◆ Reading passage
********

For details of the usage of index_option, see the How to use an Index in KDB.AI page.

Session

Session represents a connection to a KDB.AI instance. To interact with KDBAI Cloud or Server, you first need to create a session. This section summarizes how to create and close a session.

Create session

kdbai_client.Session

Session represents a connection to a KDB.AI instance.

Input parameters:

Name Type Description Required Default
api_key str API Key to be used for authentication. No None
endpoint str Server endpoint to connect to. No 'http://localhost:8081'
host str Hostname of the KDB.AI server. No None
port int Port number on the server. No - 8081 if mode='rest'
- 8082 if mode='qipc'
mode str Implementation method used for the session. Possible values: rest and qipc No None

Important

  1. If you don't provide the mode parameter:

    • A REST-based session is created if the endpoint starts with https://cloud.kdb.ai.
    • Otherwise, a qIPC-based session is created.
  2. Note that the REST-based implementation:

    • has worse performance due to payload serialization and deserialization.
    • has a 10MB limit on payload size for the train and insert methods.

Example:

import kdbai_client as kdbai
### local server
session = kdbai.Session(endpoint='http://localhost:8082')
session = kdbai.Session(endpoint='http://localhost:8082', mode='qipc')
### local server using REST
session = kdbai.Session(endpoint='http://localhost:8081', mode='rest')
### local server using TLS
session = kdbai.Session(endpoint='http://localhost:8082', options={'tls': True})
### cloud instance
session = kdbai.Session(api_key="abc" endpoint="https://...", mode="rest")

********

◆ Material supplied
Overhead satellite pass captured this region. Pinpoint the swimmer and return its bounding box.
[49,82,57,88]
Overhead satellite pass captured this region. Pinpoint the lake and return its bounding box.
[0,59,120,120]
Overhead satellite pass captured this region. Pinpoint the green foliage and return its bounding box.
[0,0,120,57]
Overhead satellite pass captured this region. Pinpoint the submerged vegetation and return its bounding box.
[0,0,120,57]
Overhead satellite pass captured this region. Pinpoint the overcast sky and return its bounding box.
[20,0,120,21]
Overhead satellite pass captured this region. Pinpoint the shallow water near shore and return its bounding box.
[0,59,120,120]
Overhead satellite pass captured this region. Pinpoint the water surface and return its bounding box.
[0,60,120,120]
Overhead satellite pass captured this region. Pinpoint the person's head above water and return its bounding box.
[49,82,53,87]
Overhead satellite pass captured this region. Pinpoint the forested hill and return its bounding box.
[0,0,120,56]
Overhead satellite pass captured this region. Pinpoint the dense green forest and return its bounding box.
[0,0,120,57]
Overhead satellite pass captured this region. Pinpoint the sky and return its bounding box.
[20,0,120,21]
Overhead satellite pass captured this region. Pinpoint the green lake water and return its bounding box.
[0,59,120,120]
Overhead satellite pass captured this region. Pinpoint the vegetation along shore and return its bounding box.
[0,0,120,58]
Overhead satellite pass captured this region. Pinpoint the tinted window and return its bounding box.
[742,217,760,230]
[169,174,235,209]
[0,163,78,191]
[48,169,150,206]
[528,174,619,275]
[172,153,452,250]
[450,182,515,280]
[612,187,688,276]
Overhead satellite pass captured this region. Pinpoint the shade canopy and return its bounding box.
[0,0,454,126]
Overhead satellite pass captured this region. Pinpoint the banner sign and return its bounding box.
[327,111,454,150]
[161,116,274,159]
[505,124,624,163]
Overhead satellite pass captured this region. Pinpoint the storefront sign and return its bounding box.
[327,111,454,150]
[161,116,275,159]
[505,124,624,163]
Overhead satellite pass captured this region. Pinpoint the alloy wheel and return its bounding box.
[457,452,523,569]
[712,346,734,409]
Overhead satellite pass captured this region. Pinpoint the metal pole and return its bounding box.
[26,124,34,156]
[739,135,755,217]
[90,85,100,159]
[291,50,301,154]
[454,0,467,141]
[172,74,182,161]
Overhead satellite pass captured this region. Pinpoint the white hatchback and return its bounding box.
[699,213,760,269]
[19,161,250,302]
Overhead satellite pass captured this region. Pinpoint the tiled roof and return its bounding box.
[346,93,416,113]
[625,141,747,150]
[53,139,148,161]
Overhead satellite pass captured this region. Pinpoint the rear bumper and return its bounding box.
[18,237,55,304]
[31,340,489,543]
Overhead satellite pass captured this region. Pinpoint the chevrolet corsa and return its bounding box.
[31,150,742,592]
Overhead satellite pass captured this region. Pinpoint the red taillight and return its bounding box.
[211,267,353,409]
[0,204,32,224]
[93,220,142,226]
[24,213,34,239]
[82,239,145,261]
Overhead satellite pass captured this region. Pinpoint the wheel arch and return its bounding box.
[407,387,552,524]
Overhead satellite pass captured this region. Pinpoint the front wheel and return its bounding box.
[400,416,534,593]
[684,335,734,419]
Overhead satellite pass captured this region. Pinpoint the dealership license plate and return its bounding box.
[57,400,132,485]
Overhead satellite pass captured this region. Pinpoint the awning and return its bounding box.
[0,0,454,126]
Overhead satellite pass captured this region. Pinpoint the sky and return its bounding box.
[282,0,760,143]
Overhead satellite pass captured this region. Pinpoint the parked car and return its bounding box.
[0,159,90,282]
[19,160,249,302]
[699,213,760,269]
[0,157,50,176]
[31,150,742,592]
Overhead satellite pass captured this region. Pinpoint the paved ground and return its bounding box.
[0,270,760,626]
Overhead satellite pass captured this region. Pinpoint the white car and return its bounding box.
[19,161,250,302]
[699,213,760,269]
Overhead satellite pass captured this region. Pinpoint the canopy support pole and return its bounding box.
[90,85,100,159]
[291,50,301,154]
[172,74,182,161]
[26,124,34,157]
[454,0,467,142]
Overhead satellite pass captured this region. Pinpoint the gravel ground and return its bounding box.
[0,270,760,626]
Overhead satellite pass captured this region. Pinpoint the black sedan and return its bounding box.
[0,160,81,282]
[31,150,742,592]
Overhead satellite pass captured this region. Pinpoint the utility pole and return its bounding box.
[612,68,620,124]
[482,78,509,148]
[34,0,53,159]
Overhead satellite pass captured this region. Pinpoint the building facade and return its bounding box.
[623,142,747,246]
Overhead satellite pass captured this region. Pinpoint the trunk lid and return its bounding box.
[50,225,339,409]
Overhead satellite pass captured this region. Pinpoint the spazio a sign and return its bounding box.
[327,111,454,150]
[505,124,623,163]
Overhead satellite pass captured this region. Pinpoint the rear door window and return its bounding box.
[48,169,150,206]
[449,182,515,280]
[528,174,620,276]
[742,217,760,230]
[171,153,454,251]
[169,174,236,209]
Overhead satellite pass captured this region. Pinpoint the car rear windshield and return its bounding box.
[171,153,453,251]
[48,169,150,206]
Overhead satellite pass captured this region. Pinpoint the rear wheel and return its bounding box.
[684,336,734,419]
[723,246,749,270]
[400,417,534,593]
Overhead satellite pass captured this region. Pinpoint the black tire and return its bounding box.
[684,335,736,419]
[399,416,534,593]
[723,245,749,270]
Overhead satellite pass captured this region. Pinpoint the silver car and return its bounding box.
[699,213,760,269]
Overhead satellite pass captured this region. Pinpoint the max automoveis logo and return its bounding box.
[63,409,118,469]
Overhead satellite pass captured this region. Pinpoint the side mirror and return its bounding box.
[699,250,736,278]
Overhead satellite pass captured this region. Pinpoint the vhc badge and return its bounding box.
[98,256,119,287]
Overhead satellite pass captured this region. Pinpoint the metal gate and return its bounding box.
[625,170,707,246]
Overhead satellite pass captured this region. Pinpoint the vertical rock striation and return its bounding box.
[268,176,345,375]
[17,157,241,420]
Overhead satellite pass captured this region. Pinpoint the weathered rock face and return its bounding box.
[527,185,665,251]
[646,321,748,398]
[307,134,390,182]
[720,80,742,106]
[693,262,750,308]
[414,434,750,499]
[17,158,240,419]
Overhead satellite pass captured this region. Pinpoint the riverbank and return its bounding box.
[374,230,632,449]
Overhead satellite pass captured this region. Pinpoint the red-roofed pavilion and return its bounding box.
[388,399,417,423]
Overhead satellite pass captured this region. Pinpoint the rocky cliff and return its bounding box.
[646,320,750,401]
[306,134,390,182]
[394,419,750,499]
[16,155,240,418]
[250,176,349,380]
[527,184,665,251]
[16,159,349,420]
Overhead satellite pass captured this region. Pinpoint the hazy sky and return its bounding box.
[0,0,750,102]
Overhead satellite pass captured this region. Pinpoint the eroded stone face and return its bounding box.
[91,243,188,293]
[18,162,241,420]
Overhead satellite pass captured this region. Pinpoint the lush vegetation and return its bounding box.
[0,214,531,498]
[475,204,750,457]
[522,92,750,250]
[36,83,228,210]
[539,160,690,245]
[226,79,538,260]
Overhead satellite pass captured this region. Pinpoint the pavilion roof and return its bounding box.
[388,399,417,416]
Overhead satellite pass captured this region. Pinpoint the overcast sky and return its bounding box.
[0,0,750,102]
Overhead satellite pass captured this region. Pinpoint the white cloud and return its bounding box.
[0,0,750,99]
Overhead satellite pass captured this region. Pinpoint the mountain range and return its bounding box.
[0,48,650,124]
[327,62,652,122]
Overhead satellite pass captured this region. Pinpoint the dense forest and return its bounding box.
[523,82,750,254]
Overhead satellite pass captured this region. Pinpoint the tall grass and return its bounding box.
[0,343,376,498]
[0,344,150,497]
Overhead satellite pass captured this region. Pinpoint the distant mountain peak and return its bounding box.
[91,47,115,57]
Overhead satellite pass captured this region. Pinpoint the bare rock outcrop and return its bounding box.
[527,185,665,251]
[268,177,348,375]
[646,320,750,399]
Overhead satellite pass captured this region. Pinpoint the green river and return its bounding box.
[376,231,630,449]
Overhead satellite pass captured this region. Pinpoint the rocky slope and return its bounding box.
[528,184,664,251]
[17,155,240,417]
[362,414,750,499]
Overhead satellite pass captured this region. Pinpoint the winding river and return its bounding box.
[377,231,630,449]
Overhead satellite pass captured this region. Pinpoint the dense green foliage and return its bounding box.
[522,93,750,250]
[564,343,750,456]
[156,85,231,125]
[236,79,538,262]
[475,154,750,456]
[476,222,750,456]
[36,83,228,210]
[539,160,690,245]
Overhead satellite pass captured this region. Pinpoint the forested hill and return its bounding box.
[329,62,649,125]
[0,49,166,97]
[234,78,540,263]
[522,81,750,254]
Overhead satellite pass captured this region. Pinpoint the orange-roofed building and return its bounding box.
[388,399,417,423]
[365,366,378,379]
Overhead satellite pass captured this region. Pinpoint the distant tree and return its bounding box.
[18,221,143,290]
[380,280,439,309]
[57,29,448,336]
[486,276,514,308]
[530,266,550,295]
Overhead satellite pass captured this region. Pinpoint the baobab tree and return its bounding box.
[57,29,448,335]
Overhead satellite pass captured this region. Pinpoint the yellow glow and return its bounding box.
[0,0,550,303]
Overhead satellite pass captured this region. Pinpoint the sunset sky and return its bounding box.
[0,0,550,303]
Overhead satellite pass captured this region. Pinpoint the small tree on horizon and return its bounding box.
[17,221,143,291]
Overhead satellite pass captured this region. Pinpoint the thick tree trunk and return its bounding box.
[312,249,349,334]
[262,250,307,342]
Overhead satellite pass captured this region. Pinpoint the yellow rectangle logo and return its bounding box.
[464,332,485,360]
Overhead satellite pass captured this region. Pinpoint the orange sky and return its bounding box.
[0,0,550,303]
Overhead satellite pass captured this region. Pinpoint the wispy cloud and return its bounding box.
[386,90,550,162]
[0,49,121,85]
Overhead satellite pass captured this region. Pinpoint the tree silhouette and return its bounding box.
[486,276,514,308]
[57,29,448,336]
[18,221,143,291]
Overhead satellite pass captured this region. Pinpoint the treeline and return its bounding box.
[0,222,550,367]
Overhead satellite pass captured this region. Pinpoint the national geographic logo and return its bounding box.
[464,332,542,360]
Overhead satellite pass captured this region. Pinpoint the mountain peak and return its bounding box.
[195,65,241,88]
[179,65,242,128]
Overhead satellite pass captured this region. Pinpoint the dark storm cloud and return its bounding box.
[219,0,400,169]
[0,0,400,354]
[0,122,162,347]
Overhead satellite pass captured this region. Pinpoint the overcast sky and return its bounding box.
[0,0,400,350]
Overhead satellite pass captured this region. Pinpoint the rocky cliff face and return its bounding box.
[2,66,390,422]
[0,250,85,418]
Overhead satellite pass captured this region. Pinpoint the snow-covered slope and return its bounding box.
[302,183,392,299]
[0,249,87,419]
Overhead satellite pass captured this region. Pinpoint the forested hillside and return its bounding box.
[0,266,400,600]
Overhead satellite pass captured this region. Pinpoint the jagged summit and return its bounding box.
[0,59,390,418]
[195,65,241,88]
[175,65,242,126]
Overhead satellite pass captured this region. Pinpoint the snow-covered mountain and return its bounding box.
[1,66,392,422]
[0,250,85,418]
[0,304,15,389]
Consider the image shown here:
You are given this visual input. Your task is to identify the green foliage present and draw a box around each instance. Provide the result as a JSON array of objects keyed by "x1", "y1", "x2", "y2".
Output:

********

◆ Task goal
Repeat the KDB.AI session documentation word for word from "1. If you don't" to "and insert methods.". This data has no connection to the KDB.AI session documentation.

◆ Answer for this exercise
1. If you don't provide the mode parameter:

    • A REST-based session is created if the endpoint starts with https://cloud.kdb.ai.
    • Otherwise, a qIPC-based session is created.
  2. Note that the REST-based implementation:

    • has worse performance due to payload serialization and deserialization.
    • has a 10MB limit on payload size for the train and insert methods.